• **Task instructions**
Could you convert the material below into a JSON list of strings, one string per line, leaving out blank lines and the pictures?

*** Records supplied ***

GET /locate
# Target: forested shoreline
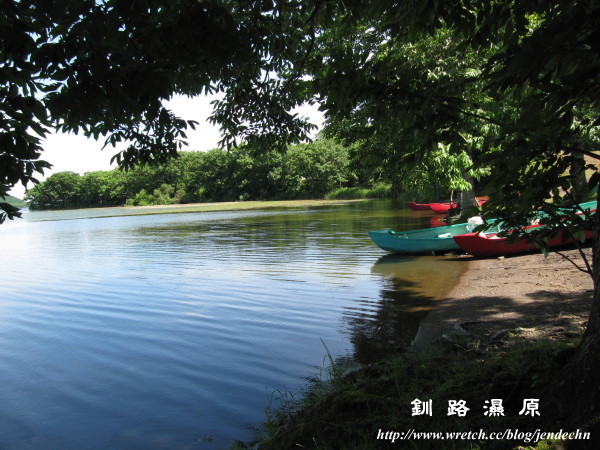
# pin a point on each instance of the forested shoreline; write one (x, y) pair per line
(303, 171)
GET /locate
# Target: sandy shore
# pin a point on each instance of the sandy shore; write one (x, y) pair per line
(537, 296)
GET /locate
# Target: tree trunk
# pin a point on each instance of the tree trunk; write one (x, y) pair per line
(580, 375)
(577, 171)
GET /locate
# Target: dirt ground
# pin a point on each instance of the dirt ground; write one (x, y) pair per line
(535, 296)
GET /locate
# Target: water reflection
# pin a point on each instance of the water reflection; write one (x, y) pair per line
(412, 286)
(152, 331)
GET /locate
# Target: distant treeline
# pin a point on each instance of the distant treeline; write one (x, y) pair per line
(304, 171)
(14, 201)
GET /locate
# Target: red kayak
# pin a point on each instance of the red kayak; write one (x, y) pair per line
(491, 245)
(418, 206)
(443, 208)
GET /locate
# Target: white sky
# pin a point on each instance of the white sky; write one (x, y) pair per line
(78, 154)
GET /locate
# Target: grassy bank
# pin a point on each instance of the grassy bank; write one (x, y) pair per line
(349, 410)
(14, 201)
(231, 206)
(380, 191)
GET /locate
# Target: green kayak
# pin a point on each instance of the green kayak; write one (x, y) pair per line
(425, 240)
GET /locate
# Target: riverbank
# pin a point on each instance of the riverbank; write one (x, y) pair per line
(542, 297)
(503, 333)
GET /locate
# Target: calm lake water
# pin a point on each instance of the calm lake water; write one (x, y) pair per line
(174, 331)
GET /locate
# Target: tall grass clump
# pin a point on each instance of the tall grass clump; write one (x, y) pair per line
(347, 410)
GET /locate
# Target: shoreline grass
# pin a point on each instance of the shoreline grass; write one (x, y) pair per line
(379, 191)
(125, 211)
(349, 410)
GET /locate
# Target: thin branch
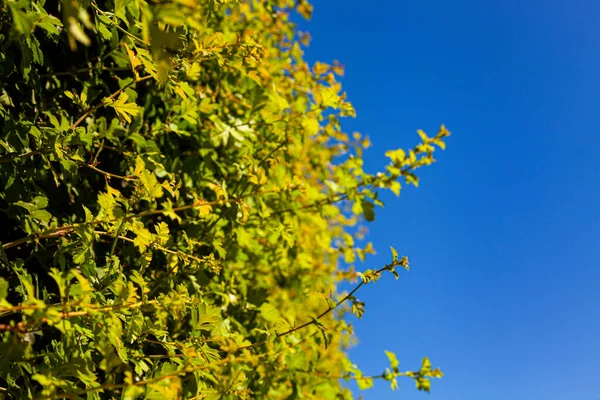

***

• **Answer below**
[
  "GET /locate",
  "# Target: forested shoreline",
  "# pin a point on each instance of the forested shoreline; write one (x, y) pair per line",
  "(303, 171)",
  "GET /locate",
  "# Target: sandy shore",
  "# pin a point on each instance of the sandy shore; write one (x, y) pair per line",
  "(537, 296)",
  "GET /locate",
  "# Target: tree trunk",
  "# pin a point on each instance of the tree trunk; write one (x, y) pair per line",
  "(580, 375)",
  "(577, 171)",
  "GET /locate",
  "# Target: dirt ground",
  "# pin a point on each instance of the dirt ground; write one (x, y) pair per line",
  "(535, 296)",
  "GET /locate",
  "# Target: water reflection",
  "# pin a point on each instance of the water reflection; write one (x, y) pair per line",
  "(412, 286)",
  "(152, 331)",
  "GET /locate",
  "# Target: distant treeline",
  "# pin a point on each instance of the distant treeline; write one (x, y) pair per line",
  "(304, 171)",
  "(14, 201)",
  "GET /locate",
  "# Target: red kayak",
  "# pin a point on each instance of the red kayak; write one (x, y) pair per line",
  "(491, 245)",
  "(418, 206)",
  "(443, 208)",
  "GET /locate",
  "# Target: white sky",
  "# pin a point on each instance of the white sky; write one (x, y) pair per line",
  "(78, 154)",
  "GET /locate",
  "# Target: grassy bank",
  "# pin a point on each instance of the grassy bank; write one (x, y) pair per line",
  "(349, 410)",
  "(14, 201)",
  "(231, 206)",
  "(380, 191)",
  "GET /locate",
  "# Target: green kayak",
  "# pin a point on each instance of the green kayak; write one (x, y) pair per line",
  "(425, 240)",
  "GET /locate",
  "# Target: riverbank",
  "# pin a point on each instance of the riverbank; write one (x, y) pair per line",
  "(542, 297)",
  "(503, 333)",
  "GET /locate",
  "# Target: calm lake water",
  "# pin a point on each instance of the calm lake water; write one (x, y) pair per line",
  "(174, 331)",
  "GET /locate",
  "# Target: tall grass clump",
  "# pin a point on each instance of the tall grass clump; write one (x, y) pair per line",
  "(347, 410)",
  "GET /locate",
  "# Target: shoreline grass",
  "# pin a point on each instance of the shoreline grass; write one (x, y) pair per line",
  "(379, 191)",
  "(125, 211)",
  "(349, 410)",
  "GET /locate",
  "# Target: thin branch"
]